PROBLEM DETAILS:
Extend the article about Bose pausing branded paid search, picking up right after its final sentence.

At the 2025 Cannes Lions International Festival of Creativity, Bose CMO Jim Mollica made headlines with a deceptively simple but industry-shaking question:
“How incremental is paid Google Search, particularly for branded terms?”
To find out, Bose has done what few major brands dare to do - it has paused its paid search activity in half of its U.S. markets. The aim? To determine whether paid ads on brand-related queries like “Bose Ultra Open Earbuds” are genuinely driving incremental sales, or simply claiming credit for purchases that were going to happen anyway.
This isn't just a strategic test - it’s a challenge to one of digital marketing’s longest-standing assumptions.
Brand Search vs. Generic Search: Understanding Intent
Mollica articulated a point many performance marketers acknowledge privately but rarely act on publicly: not all search traffic is equally valuable.
A generic search like “headphones” reflects a consumer in discovery mode — open to influence, comparison and brand persuasion.
A branded search like “Bose QuietComfort Ultra”, however, often signals that a consumer has already made up their mind.
Paid search tends to perform well on paper in both cases. But in the latter, it may simply intercept intent that organic results or direct navigation would have captured anyway.
And this is a broader industry issue. According to a 2023 study by the UK’s Institute of Practitioners in Advertising (IPA), up to 40% of paid search clicks on brand terms are “non-incremental” - meaning they do not drive new business, only accelerate or claim credit for what would have occurred organically.
Similarly, Analytic Partners reported in their ROI Genome 2024 findings that generic search delivers 2–3 times the ROI of branded search on average, precisely because it reaches consumers higher in the funnel.
A Data-Driven Reckoning for Digital Attribution
The marketing industry’s dependency on last-click attribution models has long been under scrutiny. These models disproportionately credit the final interaction before purchase - often a brand’s own paid ad - without recognising the influence of prior brand-building efforts, social content, or even physical retail exposure.

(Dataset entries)
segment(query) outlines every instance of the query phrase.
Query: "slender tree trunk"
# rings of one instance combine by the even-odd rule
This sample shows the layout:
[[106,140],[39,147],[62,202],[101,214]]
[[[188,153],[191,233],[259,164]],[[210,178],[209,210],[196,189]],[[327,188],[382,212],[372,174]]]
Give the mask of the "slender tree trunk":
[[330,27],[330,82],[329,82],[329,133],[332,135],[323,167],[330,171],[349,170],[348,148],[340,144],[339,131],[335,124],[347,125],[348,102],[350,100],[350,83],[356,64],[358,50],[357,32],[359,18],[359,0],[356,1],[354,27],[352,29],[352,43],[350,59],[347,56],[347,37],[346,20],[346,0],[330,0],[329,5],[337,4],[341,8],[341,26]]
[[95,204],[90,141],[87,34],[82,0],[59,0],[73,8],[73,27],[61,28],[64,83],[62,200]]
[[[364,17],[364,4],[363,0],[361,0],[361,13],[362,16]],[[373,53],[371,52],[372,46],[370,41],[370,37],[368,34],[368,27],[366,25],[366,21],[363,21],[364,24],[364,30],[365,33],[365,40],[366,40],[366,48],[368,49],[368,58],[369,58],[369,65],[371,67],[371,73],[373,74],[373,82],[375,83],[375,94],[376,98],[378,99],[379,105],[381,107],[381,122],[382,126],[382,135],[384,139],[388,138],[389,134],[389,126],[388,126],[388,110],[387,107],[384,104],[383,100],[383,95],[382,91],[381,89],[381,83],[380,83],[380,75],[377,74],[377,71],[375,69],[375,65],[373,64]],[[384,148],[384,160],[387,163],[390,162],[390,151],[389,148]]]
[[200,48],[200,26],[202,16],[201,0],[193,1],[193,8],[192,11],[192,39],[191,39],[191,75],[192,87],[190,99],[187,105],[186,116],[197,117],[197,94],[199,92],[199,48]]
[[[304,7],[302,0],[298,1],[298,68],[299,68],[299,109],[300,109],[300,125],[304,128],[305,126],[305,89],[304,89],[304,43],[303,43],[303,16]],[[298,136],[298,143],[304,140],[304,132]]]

WRITTEN RESPONSE:
Mollica’s move to pause search activity is a rare real-world holdout test at scale - a true A/B comparison across markets. It’s the sort of experiment that could finally put hard numbers to long-standing assumptions.
Bose also plans to build an AI-powered incrementality model, combining search data, conversion patterns and offline signals to understand which types of search spend genuinely move the needle.
Marketing Efficiency in a Post-Performance Era
As marketing budgets come under increasing scrutiny, this type of experimentation could soon become the norm.
A 2024 Gartner survey found that 74% of CMOs feel pressured to prove ROI more clearly across all digital channels, with paid search under particular examination.
Despite this, nearly 65% of paid search budgets in the U.S. go toward branded terms, according to Tinuiti’s Q1 2025 Performance Benchmark Report.
If Bose’s test validates Mollica’s hypothesis, it may open the door for a widespread shift in paid media investment — prioritising discovery-based search and upper-funnel brand marketing over what Mollica describes as "advertising to people already in line to pay."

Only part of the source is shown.